> **Aim of the exercise**: Search the entries below for the line containing "negative clicks: (318, 38)"; from there to the end, return every line exactly and add nothing.
***** Task input *****
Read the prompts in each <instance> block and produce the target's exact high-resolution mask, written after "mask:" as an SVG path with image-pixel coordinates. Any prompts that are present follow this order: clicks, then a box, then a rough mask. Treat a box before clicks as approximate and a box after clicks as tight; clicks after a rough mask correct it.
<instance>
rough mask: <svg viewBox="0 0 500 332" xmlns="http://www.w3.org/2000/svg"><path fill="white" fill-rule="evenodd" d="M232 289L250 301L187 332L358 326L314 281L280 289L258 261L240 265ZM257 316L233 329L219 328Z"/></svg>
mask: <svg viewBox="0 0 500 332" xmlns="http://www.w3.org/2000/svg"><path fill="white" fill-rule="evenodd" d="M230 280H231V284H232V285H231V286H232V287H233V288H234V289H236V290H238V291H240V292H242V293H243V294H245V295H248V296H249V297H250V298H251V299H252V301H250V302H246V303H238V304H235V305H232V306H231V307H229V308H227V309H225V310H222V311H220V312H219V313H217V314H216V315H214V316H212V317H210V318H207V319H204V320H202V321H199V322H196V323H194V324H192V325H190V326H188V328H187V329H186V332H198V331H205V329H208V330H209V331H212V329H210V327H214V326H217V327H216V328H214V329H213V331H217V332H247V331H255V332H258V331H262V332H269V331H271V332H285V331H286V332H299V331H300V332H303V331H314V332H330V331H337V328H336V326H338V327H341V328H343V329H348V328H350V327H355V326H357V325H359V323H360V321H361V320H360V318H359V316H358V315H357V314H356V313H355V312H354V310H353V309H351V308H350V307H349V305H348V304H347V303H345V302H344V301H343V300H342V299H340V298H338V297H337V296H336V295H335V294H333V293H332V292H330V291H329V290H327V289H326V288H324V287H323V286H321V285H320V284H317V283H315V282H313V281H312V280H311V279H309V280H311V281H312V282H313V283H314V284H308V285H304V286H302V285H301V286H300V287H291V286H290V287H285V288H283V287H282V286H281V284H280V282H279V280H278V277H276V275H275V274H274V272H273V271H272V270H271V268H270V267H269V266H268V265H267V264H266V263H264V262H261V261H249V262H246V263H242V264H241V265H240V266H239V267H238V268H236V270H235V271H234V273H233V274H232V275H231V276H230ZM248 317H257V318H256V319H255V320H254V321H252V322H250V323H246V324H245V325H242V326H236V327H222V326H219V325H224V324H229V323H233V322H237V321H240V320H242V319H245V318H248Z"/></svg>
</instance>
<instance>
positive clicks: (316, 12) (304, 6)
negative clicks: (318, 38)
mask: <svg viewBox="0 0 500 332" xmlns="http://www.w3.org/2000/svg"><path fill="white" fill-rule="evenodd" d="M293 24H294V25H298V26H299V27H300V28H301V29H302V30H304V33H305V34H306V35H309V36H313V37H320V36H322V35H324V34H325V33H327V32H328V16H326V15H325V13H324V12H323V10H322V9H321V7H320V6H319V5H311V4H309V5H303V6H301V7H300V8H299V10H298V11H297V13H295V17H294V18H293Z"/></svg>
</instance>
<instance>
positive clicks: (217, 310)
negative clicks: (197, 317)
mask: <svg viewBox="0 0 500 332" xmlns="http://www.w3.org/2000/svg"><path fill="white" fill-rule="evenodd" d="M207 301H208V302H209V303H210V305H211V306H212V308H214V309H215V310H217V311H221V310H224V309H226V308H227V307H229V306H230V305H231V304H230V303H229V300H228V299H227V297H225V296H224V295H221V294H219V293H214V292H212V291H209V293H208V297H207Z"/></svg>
*****
> **Result for this task**:
negative clicks: (318, 38)
mask: <svg viewBox="0 0 500 332" xmlns="http://www.w3.org/2000/svg"><path fill="white" fill-rule="evenodd" d="M293 24H294V25H298V26H299V27H300V28H301V29H302V30H304V33H305V34H306V35H309V36H313V37H320V36H322V35H324V34H325V33H327V32H328V16H326V15H325V13H324V12H323V10H322V9H321V7H320V6H319V5H311V4H309V5H303V6H301V7H300V8H299V10H298V11H297V13H295V17H294V18H293Z"/></svg>
</instance>
<instance>
positive clicks: (217, 310)
negative clicks: (197, 317)
mask: <svg viewBox="0 0 500 332" xmlns="http://www.w3.org/2000/svg"><path fill="white" fill-rule="evenodd" d="M207 301H208V302H209V303H210V305H211V306H212V308H214V309H215V310H217V311H221V310H224V309H226V308H227V307H229V306H230V305H231V304H230V303H229V300H228V299H227V297H225V296H224V295H221V294H219V293H214V292H212V291H209V293H208V297H207Z"/></svg>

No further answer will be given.